The lines to extract begin at the one containing "Set-play tagging: locate each instance of the pelican with" and run to the end of the listing; set them down exactly and alone.

>> begin Given records

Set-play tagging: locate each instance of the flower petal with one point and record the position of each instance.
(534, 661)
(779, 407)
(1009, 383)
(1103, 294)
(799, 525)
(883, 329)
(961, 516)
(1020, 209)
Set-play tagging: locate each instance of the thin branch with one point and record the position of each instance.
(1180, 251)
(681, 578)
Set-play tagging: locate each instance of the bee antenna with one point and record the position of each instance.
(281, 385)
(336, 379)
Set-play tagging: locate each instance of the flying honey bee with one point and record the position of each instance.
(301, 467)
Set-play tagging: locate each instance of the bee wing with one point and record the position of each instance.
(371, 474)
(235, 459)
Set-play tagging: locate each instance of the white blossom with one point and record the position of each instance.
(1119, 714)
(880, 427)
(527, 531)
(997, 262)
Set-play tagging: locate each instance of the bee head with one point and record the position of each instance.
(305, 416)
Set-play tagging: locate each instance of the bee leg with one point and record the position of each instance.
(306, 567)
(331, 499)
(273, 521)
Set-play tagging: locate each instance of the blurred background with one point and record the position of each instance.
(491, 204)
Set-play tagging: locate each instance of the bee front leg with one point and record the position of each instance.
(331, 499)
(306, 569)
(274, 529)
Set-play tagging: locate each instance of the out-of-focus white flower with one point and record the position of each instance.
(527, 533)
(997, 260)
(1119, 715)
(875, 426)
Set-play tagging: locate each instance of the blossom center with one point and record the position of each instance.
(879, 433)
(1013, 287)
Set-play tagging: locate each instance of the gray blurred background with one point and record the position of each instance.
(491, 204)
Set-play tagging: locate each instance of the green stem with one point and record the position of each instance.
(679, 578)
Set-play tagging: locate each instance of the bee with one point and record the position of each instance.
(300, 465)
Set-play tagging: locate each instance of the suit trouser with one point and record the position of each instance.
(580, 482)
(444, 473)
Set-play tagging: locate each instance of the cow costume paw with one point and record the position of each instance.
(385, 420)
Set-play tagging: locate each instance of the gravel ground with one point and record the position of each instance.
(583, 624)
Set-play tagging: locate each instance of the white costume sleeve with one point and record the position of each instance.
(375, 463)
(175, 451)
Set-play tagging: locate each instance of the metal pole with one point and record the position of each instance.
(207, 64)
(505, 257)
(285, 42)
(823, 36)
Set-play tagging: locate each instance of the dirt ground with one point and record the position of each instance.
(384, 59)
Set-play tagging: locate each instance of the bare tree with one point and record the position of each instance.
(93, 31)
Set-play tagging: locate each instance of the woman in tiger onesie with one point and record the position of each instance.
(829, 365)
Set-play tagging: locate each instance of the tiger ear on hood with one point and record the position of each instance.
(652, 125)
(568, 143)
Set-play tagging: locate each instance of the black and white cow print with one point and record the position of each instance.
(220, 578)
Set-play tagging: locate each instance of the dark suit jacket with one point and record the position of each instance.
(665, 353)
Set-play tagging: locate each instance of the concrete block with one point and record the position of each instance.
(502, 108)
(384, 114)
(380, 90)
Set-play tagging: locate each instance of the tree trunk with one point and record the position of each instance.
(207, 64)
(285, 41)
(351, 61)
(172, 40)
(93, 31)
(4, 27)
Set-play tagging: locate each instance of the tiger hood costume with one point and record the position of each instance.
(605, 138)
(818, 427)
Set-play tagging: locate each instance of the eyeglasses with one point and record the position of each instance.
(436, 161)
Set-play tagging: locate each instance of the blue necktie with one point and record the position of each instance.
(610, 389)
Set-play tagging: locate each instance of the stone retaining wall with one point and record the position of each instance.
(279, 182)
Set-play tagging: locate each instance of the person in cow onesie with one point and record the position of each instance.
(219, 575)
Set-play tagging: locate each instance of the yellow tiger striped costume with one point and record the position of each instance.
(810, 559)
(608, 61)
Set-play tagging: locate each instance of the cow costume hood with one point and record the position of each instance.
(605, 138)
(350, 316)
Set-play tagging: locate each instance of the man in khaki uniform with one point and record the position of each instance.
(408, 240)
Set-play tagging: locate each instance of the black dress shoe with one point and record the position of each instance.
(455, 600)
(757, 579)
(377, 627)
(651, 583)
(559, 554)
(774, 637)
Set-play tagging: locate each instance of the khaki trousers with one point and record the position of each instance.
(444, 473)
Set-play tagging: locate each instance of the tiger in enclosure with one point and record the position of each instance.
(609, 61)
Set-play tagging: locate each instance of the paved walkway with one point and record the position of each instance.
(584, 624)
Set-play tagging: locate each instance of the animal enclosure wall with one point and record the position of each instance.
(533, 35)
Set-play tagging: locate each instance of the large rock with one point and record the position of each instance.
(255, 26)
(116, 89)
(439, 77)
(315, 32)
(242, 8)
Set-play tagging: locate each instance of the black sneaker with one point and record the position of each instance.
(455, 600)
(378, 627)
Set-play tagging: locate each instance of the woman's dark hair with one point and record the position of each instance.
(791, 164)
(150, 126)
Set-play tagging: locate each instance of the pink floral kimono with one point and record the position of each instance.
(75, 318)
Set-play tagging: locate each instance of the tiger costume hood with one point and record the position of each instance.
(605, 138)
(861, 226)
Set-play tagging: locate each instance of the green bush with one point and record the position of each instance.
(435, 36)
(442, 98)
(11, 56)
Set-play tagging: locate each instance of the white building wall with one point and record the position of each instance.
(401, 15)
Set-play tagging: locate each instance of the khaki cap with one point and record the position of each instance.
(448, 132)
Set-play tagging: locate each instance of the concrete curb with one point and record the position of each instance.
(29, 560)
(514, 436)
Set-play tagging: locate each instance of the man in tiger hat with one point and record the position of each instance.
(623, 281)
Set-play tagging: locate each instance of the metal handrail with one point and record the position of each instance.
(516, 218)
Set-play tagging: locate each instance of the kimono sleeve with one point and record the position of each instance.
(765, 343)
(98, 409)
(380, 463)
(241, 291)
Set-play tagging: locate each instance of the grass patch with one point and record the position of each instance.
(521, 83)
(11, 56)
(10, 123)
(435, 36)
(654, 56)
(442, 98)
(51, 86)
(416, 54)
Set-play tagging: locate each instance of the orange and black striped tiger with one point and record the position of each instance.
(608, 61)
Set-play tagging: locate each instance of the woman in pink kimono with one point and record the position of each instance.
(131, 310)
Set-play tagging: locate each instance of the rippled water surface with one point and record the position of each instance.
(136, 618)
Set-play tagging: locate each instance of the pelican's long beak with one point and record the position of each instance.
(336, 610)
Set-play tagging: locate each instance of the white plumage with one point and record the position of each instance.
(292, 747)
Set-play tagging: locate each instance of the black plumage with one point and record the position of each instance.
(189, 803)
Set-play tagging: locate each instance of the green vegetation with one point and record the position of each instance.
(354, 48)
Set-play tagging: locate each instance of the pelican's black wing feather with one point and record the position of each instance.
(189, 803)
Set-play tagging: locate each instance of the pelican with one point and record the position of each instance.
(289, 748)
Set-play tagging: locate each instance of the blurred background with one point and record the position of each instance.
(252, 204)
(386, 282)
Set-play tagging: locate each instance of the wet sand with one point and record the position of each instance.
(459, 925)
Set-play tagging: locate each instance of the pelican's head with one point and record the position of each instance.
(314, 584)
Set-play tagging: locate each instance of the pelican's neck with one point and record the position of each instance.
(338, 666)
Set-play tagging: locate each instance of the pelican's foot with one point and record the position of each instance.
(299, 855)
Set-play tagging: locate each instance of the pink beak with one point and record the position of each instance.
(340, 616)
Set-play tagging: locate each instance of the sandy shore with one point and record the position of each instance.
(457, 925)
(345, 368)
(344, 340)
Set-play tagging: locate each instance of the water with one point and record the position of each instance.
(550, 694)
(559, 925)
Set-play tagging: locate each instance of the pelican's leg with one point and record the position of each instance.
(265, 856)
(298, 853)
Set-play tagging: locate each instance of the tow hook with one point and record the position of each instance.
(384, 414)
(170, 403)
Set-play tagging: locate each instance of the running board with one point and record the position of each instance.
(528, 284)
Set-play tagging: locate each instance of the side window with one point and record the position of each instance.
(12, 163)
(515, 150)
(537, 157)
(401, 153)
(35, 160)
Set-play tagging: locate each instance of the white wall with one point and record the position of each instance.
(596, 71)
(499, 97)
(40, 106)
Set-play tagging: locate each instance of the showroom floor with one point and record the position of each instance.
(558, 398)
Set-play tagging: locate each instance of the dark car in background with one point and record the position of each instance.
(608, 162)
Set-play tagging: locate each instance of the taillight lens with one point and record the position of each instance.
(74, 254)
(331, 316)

>> end Given records

▶ **Written solution**
Set-play tagging: locate each instance of the pelican with one point and record the position of each instance.
(289, 748)
Set-play tagging: locate each instance of the blurred background with one point and record the position of each instance.
(252, 204)
(386, 282)
Set-play tagging: locate each instance of the wet sand with one point and record the position of each instance.
(459, 925)
Set-play tagging: locate each instance of the pelican's head with one point and record the position of each instance.
(314, 584)
Set-play tagging: locate each instance of the pelican's neck with one point and record the position of each instance.
(338, 666)
Set-play tagging: locate each instance of the pelican's foot with one point and record the position of each instance.
(299, 855)
Set-play tagging: locate each instance of the pink beak with one point and record the position of each instance.
(340, 616)
Set-play tagging: locate each instance of the sandy shore with one point and record the position of each instance.
(457, 925)
(345, 368)
(344, 340)
Set-play tagging: locate each instance of the water with one point and record the position of each instance.
(550, 694)
(559, 925)
Set-play tagging: locate each instance of the pelican's leg with one point and record the position of each instance.
(265, 856)
(298, 853)
Set-play tagging: locate each instance of the tow hook with one point and record the position of each instance.
(384, 414)
(170, 403)
Set-play tagging: locate each instance of the running board with one point and record the position of each instance.
(528, 284)
Set-play tagging: locate each instance of the side window with one point and record the position of each instance.
(12, 163)
(515, 150)
(537, 157)
(401, 153)
(35, 160)
Set-play tagging: locate each instance of the white wall with one point and record the position of each instance.
(596, 71)
(499, 97)
(40, 106)
Set-play tagging: locate each instance of the showroom floor with one point and record the position of each instance.
(558, 398)
Set-play tagging: locate each instance of the dark car in background with one point and record the position of each instance.
(608, 162)
Set-play tagging: locate each instance of the taillight lens with one point and record the position of each instance.
(74, 254)
(331, 316)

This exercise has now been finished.